[start]
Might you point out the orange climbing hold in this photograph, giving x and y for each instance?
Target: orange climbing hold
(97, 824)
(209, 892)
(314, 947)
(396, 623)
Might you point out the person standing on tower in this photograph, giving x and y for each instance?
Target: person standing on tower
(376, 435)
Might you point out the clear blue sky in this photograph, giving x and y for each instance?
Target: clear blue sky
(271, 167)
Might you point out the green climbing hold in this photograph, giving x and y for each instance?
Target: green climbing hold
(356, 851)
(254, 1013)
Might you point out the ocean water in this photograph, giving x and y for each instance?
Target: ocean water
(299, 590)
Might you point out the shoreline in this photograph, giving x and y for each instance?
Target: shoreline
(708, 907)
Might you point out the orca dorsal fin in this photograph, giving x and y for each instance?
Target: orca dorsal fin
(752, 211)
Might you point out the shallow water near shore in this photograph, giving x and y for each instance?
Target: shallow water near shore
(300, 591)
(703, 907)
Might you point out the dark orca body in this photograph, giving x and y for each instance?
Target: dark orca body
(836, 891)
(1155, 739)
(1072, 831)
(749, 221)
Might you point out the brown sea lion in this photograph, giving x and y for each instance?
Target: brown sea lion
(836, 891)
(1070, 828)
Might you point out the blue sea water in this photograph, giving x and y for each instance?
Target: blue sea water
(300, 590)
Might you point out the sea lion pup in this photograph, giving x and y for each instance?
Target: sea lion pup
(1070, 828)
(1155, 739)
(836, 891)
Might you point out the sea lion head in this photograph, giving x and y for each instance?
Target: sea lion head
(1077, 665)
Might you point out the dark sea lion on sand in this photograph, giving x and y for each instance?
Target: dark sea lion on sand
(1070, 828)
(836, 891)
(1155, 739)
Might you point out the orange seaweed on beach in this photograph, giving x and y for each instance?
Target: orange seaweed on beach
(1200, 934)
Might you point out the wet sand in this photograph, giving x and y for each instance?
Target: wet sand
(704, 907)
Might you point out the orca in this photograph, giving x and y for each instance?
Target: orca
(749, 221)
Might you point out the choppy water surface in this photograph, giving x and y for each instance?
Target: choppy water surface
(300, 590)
[end]
[start]
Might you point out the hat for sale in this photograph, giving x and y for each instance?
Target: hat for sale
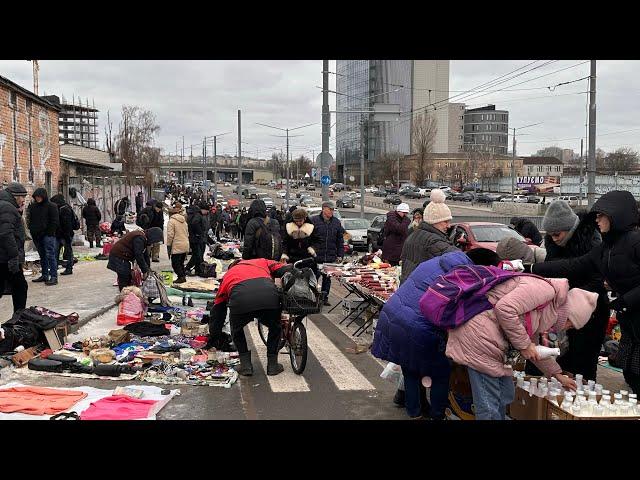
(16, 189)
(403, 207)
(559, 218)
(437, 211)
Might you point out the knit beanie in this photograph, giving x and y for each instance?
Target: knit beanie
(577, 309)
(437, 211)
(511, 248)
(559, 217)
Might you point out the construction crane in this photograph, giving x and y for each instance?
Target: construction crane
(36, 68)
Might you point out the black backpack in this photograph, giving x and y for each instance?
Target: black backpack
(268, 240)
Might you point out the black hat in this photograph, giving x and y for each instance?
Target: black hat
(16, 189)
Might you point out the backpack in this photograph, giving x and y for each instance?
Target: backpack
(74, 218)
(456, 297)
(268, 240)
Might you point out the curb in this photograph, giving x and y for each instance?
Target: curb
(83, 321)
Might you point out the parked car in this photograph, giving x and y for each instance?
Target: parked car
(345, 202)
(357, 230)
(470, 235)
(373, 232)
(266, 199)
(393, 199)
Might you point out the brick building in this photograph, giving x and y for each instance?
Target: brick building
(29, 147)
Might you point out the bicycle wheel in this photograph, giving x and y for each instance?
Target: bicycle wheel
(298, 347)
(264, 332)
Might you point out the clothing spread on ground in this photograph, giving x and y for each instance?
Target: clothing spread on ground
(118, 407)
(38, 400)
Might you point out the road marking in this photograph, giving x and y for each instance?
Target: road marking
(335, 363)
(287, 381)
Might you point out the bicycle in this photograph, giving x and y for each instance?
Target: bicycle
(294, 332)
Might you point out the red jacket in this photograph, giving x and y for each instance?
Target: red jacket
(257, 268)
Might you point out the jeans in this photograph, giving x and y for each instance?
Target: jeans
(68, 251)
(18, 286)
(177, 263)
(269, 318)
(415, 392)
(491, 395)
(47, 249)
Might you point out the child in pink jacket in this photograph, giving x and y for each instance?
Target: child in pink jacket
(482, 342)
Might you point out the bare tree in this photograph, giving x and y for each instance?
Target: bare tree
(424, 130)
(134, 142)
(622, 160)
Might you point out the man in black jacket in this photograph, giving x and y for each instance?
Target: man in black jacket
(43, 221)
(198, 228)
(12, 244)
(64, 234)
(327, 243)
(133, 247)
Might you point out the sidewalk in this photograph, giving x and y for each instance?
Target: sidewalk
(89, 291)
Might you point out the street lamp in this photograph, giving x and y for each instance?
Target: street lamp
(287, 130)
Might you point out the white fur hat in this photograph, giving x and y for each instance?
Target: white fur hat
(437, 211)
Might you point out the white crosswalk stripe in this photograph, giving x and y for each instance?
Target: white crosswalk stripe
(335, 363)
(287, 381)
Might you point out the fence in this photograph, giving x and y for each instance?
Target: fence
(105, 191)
[end]
▶ Exercise requirements: How many lines in the records above contain the string "sidewalk"? Reply with the number alone.

▶ Answer to this task: 2